| EXTRACTED TEXT |
_ _ _
I think it would be worth giving a try to Random Forests (randomForest); some references were provided in response to related questions: Feature selection for “final” model when performing cross-validation in machine learning; Can CART models be made robust?. Boosting/bagging render them more stable than a single CART which is known to be very sensitive to small perturbations. Some authors argued that it performed as well as penalized SVM or Gradient Boosting Machines (see, e.g. Cutler et al., 2009). I think they certainly outperform NNs.
Boulesteix and Strobl provides a nice overview of several classifiers in Optimal classifier selection and negative bias in error rate estimation: an empirical study on high-dimensional prediction (BMC MRM 2009 9: 85). I've heard of another good study at the IV EAM meeting, which should be under review in Statistics in Medicine,
João Maroco, Dina Silva, Manuela Guerreiro, Alexandre de Mendonça. Do
Random Forests Outperform Neural
Networks, Support Vector Machines and
Discriminant Analysis classifiers? A
case study in the evolution to
dementia in elderly patients with
cognitive complaints
I also like the caret package: it is well documented and allows to compare predictive accuracy of different classifiers on the same data set. It takes care of managing training /test samples, computing accuracy, etc in few user-friendly functions.
The glmnet package, from Friedman and coll., implements penalized GLM (see the review in the Journal of Statistical Software), so you remain in a well-known modeling framework.
Otherwise, you can also look for association rules based classifiers (see the CRAN Task View on Machine Learning or the Top 10 algorithms in data mining for a gentle introduction to some of them).
_ _ _
| DATASET RECORDS |
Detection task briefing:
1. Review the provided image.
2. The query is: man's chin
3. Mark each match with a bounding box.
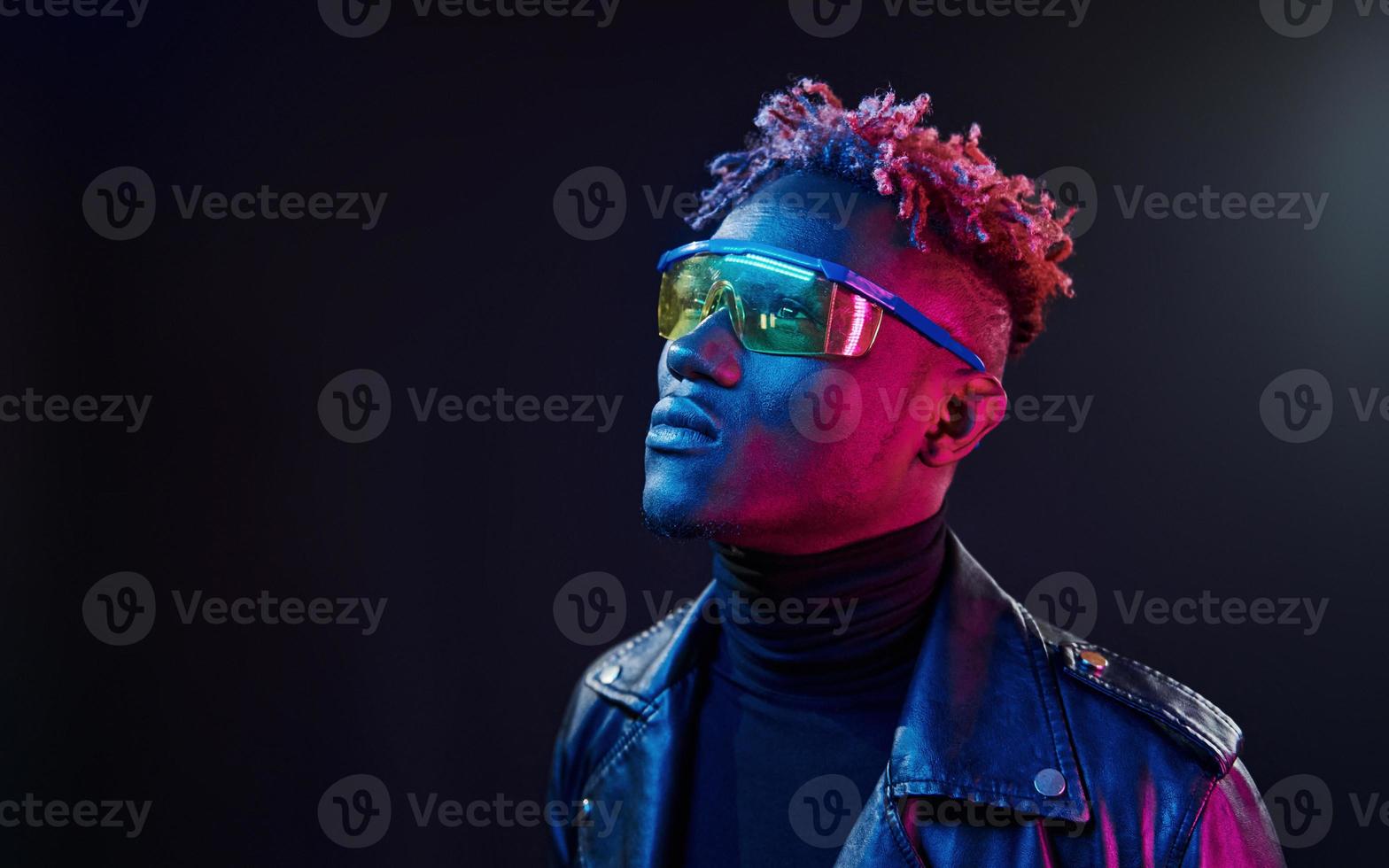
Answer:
[641,494,738,539]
_ _ _
| BRIEF |
How would you translate this sentence from the post about classifiers into French: "Boosting/bagging render them more stable than a single CART which is known to be very sensitive to small perturbations."? Rely only on the post about classifiers, not on the material.

| TASK OUTPUT |
Le boosting/bagging les rend plus stables qu'un CART unique, qui est connu pour être très sensible aux petites perturbations.